* The tasks
**A)** List each bank licence category in the article on bank recapitalization with the new minimum capital base the CBN requires for it.
**B)** Write the next part of the article on bank recapitalization, starting right after its last sentence.
* Begin Source extract *
The ambitious exercise has set the financial sector on edge, triggering a flurry of boardroom strategy sessions that have seen some financial institutions completely raise the required amount for their banks, engage in business combination talks, and share sales in the capital market.
As the countdown intensifies, banks face a stark choice: bulk up or risk being pushed to the margins of a fast-evolving financial landscape.
Under the new framework, the CBN mandates banks with international licences to beef up their capital base to a minimum of N500 billion, from N50 billion, previously; national banks to have a minimum of N200 billion, from the N25 billion it used to be, and regional banks to maintain minimum capital base of N50 billion, from N10 billion.
While some institutions have already met the threshold, others are advancing to the second phase of capital raising, with a few still weighing their options.
For instance, among the Tier 1 banks, Zenith Bank Plc successfully raised N290 billion through a combined rights issue and public offer, which was oversubscribed by 160 percent. This brings its total qualifying capital to N614.65 billion—comfortably above the N500 billion benchmark. Similarly, Access Bank also completed its N351 billion rights issue, offering 17.77 billion shares at N19.75 each. With this, Access Bank has met the CBN requirement, pushing its capital to N594.90 billion.
Also, Guaranty Trust Bank launched a dual-track capital programme valued at N400.5 billion, and has already raised N209.41 billion through its public offer. As of now, GTB is entering its second phase of capital raising.
The United Bank for Africa (UBA) recently concluded a rights issue that was oversubscribed by N251 billion, which pushed UBA’s capital to N355.2 billion, leaving it with a N144.8 billion gap which the bank is optimistic would be closed before the end of the year.
Providus Bank, an innovative and tech-driven financial institution which recently acquired Unity Bank, is making serious progress with its business combination deal. It is presently awaiting necessary regulatory approvals for it to launch the second phase of its recapitalisation exercise.
Fidelity Bank is also making significant progress. It has already raised N127 billion and has received regulatory approval for a N231.97 billion private placement. This followed a N40.98 billion rights issue and a 100.78 percent subscribed public offer of N188.38 billion. As it stands, Fidelity’s capital is at N305.56 billion, and it’s projected to hit the N500 billion mark after the next phase of its recapitalisation programme.
In the same vein, Stanbic IBTC Holdings and Sterling Financial Holdings Company are steadily moving forward. Stanbic completed a N148.7 billion private placement and awaits the outcome of its public offer. The bank’s capital currently stands at N109.26 billion but it’s expected to rise to N257.96 billion. Sterling raised N67.5 billion in a rights issue, which was 103 percent subscribed, and anticipates reaching a post-recapitalisation capital of N262.26 billion.
FCMB is addressing a capital shortfall of N374.71 billion. So far, it has raised N147.5 billion through a private placement and completed a N110.90 billion rights issue, bringing its capital to N266.23 billion. A source at the bank told THISDAY that the financial institution is upbeat in meeting the required capital base before the deadline.
* End Source extract *
* Begin Data supplied *
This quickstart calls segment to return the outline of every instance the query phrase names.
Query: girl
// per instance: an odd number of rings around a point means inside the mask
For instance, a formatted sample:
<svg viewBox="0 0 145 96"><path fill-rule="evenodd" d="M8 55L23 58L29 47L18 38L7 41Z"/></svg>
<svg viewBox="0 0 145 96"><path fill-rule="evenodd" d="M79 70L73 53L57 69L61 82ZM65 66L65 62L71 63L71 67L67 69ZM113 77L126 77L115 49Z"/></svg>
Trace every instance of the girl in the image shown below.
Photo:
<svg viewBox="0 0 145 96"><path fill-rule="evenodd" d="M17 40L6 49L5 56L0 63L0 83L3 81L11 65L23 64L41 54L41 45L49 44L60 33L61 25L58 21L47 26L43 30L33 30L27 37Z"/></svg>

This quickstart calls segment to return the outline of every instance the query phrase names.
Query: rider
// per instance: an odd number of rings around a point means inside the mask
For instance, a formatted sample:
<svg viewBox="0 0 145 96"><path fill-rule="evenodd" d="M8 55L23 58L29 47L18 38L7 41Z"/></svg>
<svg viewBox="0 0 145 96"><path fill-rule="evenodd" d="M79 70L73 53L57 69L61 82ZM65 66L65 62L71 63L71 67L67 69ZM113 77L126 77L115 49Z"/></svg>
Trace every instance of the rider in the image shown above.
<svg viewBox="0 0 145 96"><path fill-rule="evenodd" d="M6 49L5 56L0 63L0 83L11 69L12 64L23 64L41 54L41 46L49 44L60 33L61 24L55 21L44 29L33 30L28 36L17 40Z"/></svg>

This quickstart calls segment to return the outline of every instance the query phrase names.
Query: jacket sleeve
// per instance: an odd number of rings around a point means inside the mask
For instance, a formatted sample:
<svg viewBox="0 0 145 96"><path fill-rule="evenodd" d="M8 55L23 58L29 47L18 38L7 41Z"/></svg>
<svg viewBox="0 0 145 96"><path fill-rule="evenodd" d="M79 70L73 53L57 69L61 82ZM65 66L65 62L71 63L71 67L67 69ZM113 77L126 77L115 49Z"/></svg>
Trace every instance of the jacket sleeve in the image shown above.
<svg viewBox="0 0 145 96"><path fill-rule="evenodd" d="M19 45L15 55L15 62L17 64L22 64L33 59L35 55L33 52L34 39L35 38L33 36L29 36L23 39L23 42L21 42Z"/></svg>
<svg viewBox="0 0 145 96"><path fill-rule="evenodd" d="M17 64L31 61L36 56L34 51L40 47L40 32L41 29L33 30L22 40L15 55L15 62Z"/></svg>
* End Data supplied *
* In response
**A)**
International licence: N500 billion
National: N200 billion
Regional: N50 billion

**B)**
Wema Bank, which holds a national banking license, recently closed a N150 billion rights issue. An additional N50 billion private placement has been approved by shareholders, which could push Wema’s capital to around N267 billion.
FirstBank’s parent company, FBN Holdings, has raised N187.6 billion from a 25 percent oversubscribed rights issue and is now preparing a N350 billion private placement. With its current capital at N251.34 billion, a successful placement would raise its total to N601.82 billion.
Among the smaller players, Premium Trust Bank has raised N177 billion, successfully covering a N174 billion capital gap, and it’s now awaiting regulatory confirmation. Jaiz Bank, a non-interest financial institution has also taken steps to beef up its capital just like its peers.
Deputy Governor, Financial System Stability, CBN, Philip Ikeazor, recently explained that some banks have completed and met the requirements, while others are doing theirs in two phases.
“So they (the banks) have been to the market once and are coming back again. We have about one year to go, and as we progress, maybe there could be a few marriages as some people tend to leave it towards the tail end.
“So far so good, the big banks are among those that have met and have their plans clear that they will meet the deadline. This is a very robust plan that allows you to step down your licence category if you think you will have a problem. So, you don’t have to be a national bank if you cannot afford N200 billion; you can afford to be a regional bank. So, one of them has indicated that they intend to be a regional bank because the plan accommodates everybody,” he added.
Commenting on the exercise, Managing Director/Chief Executive Officer of the Development Bank of Nigeria, Dr. Tony Okpanachi, advised commercial banks to ensure that with increased capitalisation, stronger balance sheets, they channel their funds to ventures and sectors that not only offer commercial returns but also support developmental goals, especially micro, small and medium enterprises (MSMEs).
Also, the Head of Financial Institutions Ratings at Agusto & Co., Ayokunle Olubunmi, noted that the recapitalisation drive has reflected strong shareholder support, as most of the over N2.5 trillion raised in the past 14 months have come from rights issues. He said the exercise has added a buffer to the financial system, putting banks in a stronger position to withstand macroeconomic shocks and better support economic growth.
Olubunmi also highlighted the importance of the initiative in Nigeria’s broader vision to become a $1 trillion economy.
“Banks will be critical if Nigeria is to attain its GDP targets. With stronger capital bases, they are better placed to scale and drive inclusive economic development,” he said.
Team Lead for Capital Markets at PAC Capital Limited, Ejovi Okiekpakpo, echoed similar views, describing the recapitalisation programme as timely and necessary.
According to him, “The recapitalisation exercise will give banks the balance sheet strength to support developmental financing, absorb shocks, and underwrite bigger transactions.” (THISDAY)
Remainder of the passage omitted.